In 2013, he would bring his band ‘home’ for the first time, playing to sell-outs in Cape Town and Joburg, along with frequent collaborator, folk singer Vusi Mahlasela, as well as the legendary Hugh Masekela.

Matthews is a double Grammy winner, whose music frequently displays its South African roots. He recalls that playing music with the men who worked at his uncle’s dairy would be formative in his career.

Perhaps a more recent South African breakout has been the director/actor duo of Neill Blomkamp and Sharlto Copley.

Blomkamp, like Matthews, would emigrate to Canada straight after attending high school at Johannesburg’s Redhill (along with Copley).

From film school in Vancouver, Blomkamp would establish himself as one of television’s leading animators before catching the eye of The Lord of the Rings supremo Peter Jackson, who agreed to produce a film based on a short film previously made by Copley and Blomkamp, titled Alive in Joburg. The film was District 9, an eerily familiar story of aliens living in segregated slums in Johannesburg, and it would go on to be a global smash hit—garnering Oscar nominations for Best Picture and Best Adapted Screenplay.

Blomkamp would later direct Matt Damon and Jodie Foster (as well as Copley again) in the high-grossing Elysium; and after something of a misfire with the artificial intelligence film Chappie, he is set to take the helm of James Cameron’s Alien franchise, with Sigourney Weaver due to return to play the iconic Ripley.

He has shown his oeuvre to be one of blending social commentary with science fiction, and creating an interaction between the two. It was this facet of his filmmaking that led him to being named in 2010 as one of TIME magazine’s 100 most influential people in the world.

The citation, written by legendary director Ridley Scott, speaks for itself: “From time to time, there are people in the film industry who appear on the horizon with a unique vision. South African director Neill Blomkamp is one of those rare people… His first feature, the improbable but utterly engaging alien-apartheid allegory District 9, has already brought him more acclaim than most filmmakers will ever achieve… I know that we all look forward to seeing what lies ahead for this game-changing filmmaker.”

This little chappie went to Hollywood Sharlto Copley first met Neill Blomkamp in the mid- 1990s, and they have since become a dynamic and creative filmmaking duo in the US.

Meanwhile, Copley has gone on to star in The A-Team, and opposite Angelina Jolie in the fairy tale adaptation, Maleficent.

################

=== TASK LIST ===
**A.** Revise the passage on South African talent abroad, starting with "In 2013, he" and going on through "legendary Hugh Masekela.", so that "longtime collaborator" replaces "frequent collaborator".
**B.** Continue the passage on South African talent abroad from the point where it stops.

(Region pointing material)
################

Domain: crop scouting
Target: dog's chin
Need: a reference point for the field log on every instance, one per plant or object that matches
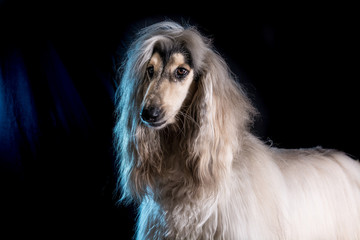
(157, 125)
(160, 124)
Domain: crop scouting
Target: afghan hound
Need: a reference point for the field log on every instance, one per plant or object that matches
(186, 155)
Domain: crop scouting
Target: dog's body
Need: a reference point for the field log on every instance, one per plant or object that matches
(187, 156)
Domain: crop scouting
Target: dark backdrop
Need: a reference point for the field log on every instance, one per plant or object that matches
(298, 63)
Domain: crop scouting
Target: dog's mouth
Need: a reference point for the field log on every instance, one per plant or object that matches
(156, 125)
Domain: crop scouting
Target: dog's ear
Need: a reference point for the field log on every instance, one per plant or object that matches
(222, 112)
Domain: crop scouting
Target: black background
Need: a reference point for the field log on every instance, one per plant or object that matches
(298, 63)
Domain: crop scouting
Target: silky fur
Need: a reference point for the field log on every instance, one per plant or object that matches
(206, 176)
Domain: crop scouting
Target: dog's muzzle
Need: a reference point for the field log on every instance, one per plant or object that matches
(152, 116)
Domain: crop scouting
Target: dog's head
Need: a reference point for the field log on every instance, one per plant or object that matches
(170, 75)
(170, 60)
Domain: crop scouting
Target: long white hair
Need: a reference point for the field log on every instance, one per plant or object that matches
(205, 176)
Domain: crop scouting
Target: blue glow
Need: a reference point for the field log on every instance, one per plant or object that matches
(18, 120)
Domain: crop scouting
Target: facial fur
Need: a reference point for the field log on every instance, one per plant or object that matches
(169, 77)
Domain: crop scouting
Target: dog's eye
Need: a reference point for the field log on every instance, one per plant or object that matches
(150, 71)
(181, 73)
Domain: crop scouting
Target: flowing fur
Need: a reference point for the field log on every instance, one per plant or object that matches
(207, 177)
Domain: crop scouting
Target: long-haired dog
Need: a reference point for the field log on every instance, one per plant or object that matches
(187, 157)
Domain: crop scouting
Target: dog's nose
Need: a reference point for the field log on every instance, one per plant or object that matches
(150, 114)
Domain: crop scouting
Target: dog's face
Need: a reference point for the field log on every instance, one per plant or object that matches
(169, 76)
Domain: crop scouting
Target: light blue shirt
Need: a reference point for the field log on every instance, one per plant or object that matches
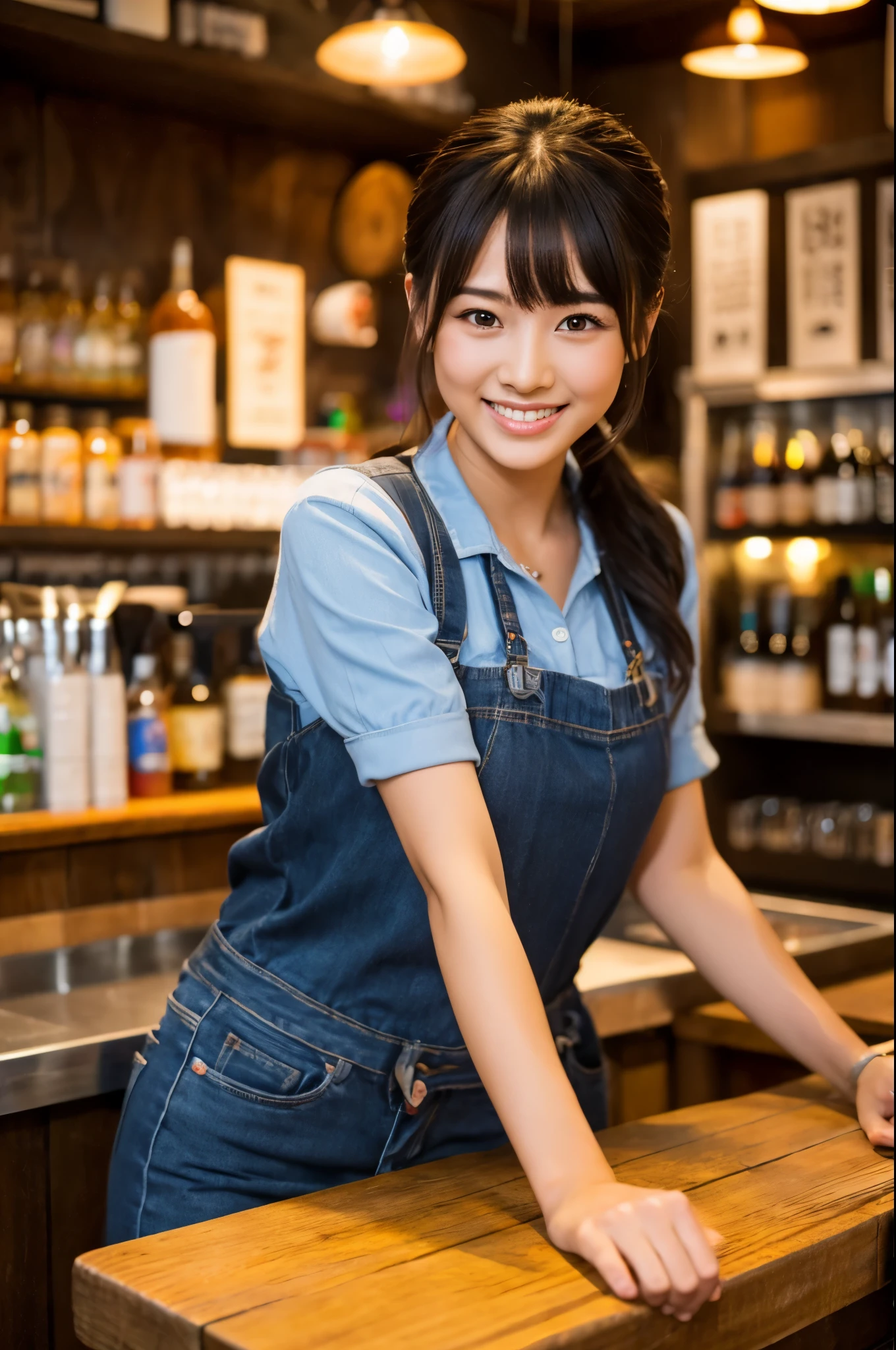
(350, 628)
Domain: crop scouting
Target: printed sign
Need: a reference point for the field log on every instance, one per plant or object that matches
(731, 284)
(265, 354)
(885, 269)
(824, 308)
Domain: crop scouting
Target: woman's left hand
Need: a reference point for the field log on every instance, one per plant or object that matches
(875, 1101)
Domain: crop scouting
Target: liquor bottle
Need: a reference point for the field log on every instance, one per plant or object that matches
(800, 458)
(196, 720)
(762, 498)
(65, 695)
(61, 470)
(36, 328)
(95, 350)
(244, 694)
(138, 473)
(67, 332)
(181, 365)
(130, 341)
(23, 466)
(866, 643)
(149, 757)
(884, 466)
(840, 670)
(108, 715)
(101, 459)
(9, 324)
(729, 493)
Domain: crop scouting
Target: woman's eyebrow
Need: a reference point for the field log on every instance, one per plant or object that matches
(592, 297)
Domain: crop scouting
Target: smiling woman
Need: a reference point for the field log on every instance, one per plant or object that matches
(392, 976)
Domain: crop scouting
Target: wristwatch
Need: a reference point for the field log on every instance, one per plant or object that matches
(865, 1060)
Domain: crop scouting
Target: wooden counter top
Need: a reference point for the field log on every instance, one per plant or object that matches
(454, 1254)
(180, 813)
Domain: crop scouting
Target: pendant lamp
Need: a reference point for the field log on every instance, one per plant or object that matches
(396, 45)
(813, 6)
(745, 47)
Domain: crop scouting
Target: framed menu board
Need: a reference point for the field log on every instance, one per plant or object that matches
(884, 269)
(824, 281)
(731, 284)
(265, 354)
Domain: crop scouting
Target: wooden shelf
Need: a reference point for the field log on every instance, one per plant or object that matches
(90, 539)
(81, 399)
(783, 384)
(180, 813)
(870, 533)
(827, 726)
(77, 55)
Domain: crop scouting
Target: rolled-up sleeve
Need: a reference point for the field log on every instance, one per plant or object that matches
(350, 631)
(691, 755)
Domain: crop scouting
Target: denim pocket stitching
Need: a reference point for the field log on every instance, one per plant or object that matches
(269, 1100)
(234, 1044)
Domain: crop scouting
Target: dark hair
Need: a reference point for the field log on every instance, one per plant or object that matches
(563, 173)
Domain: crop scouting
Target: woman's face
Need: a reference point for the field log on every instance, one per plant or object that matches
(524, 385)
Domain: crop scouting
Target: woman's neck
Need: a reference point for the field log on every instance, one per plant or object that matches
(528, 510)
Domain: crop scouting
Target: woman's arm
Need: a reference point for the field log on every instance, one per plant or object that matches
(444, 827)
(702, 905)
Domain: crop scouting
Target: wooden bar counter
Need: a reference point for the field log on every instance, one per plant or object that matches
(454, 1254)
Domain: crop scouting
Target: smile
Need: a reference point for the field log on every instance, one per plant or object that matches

################

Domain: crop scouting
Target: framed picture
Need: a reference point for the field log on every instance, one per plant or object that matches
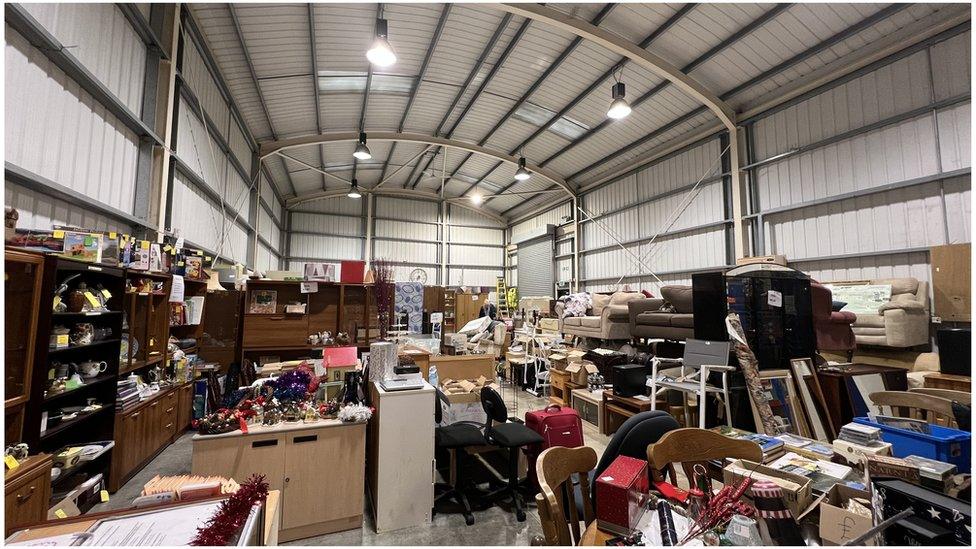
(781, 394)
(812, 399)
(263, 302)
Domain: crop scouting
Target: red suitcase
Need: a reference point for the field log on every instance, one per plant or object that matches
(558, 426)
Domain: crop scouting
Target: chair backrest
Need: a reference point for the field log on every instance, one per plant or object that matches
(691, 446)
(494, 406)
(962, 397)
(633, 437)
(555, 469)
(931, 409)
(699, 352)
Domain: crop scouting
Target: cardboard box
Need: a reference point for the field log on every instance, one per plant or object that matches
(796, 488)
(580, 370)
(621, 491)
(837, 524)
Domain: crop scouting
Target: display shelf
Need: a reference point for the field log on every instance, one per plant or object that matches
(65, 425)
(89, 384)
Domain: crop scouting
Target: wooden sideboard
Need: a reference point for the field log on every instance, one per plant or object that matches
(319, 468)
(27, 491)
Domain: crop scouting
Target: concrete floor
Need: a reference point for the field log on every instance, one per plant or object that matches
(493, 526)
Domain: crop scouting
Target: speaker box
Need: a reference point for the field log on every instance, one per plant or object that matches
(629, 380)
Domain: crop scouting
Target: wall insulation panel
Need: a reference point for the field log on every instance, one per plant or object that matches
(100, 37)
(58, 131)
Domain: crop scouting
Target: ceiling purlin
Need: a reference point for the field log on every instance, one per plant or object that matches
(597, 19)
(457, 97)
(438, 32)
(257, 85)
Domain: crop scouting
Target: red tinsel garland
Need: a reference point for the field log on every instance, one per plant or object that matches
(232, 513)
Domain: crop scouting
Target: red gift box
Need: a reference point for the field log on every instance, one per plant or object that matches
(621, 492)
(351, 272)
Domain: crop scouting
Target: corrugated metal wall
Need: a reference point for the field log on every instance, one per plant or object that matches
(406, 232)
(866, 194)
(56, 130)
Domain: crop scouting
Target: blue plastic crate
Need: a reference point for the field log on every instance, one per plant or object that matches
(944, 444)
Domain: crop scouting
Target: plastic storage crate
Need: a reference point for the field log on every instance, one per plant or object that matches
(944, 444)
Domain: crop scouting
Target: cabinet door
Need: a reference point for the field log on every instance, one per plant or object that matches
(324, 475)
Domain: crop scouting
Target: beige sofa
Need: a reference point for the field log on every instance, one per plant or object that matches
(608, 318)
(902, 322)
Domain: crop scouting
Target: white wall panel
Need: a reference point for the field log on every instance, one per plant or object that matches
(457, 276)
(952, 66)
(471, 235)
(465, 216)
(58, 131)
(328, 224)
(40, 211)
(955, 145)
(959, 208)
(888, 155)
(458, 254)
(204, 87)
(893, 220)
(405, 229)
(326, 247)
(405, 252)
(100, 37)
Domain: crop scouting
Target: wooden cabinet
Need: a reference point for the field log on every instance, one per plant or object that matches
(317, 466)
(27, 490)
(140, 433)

################

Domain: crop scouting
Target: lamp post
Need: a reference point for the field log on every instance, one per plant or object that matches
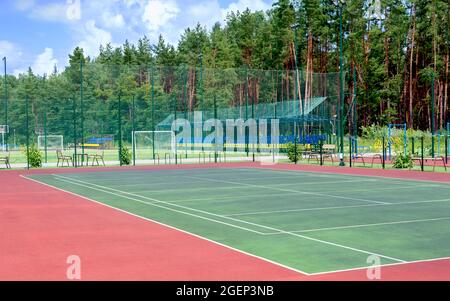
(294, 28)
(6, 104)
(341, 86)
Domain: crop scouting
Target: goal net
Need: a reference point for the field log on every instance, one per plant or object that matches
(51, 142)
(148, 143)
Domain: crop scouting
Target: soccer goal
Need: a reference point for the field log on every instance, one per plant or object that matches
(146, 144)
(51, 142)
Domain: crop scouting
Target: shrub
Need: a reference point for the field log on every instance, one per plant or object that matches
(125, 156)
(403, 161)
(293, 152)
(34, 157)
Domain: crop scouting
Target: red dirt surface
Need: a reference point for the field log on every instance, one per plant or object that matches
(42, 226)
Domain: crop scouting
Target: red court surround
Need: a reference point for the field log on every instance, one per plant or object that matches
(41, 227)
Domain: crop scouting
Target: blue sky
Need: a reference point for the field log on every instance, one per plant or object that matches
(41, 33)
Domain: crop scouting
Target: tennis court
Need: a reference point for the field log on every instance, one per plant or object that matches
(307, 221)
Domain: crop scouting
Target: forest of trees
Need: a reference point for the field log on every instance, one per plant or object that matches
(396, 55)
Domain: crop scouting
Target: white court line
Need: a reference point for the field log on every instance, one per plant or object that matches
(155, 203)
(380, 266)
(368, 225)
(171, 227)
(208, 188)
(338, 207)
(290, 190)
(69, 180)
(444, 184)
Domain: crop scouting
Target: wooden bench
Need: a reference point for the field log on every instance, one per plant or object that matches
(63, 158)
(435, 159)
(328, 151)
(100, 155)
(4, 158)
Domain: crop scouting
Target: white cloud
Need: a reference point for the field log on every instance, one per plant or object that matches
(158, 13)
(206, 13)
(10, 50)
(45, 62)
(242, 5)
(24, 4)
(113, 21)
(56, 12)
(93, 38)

################

=== RESULTS ===
**A.**
In 2013, he would bring his band ‘home’ for the first time, playing to sell-outs in Cape Town and Joburg, along with longtime collaborator, folk singer Vusi Mahlasela, as well as the legendary Hugh Masekela.

**B.**
Equally now a part of the big-time Hollywood acting game is Fana Mokoena. Born in the Free State’s Kroonstad, he has come to fame playing a Rwandan general in the haunting Hotel Rwanda, as well as a fictional UN secretary-general in the Brad Pitt feature, World War Z. He most recently played Govan Mbeki in Long Walk to Freedom.

After his breakout in the zombie film, World War Z, Mokoena noted: “I don’t want to be typecast… I think there’s a very limited understanding of us as artists on this continent. We are seen as this type, so it would be amazing for me to break that mould.”

In short, South African actors are slowly becoming a staple of big Hollywood fare, even while our directors demonstrate their unique visions from behind the camera. As Hood and Blomkamp so clearly demonstrate, South Africans have stories to tell. And one of our most acclaimed storytellers is Nobel laureate, the novelist JM Coetzee.

Coetzee, a former professor of Literature at the University of Cape Town, has written the masterpieces Waiting for the Barbarians and Disgrace, subtly pulling apart the strands that make up both the apartheid and post-apartheid zeitgeist.

Indeed, in winning the Man Booker Prize twice (for Disgrace and Life & Times of Michael K), he has offered his vision of a haunted and haunting South Africa to the literary and academic world. This, in turn, has created a reputation for Coetzee of being the most esteemed (yet enigmatic) English author currently alive.

Coetzee, along with Noah, Theron, Hood et al, demonstrate what all South Africans already know: There is talent aplenty in this country to compete internationally, as well as offer art distinguished by a South African edge. These forerunners have all bashed down the door; it is now simply a matter of who wants to follow.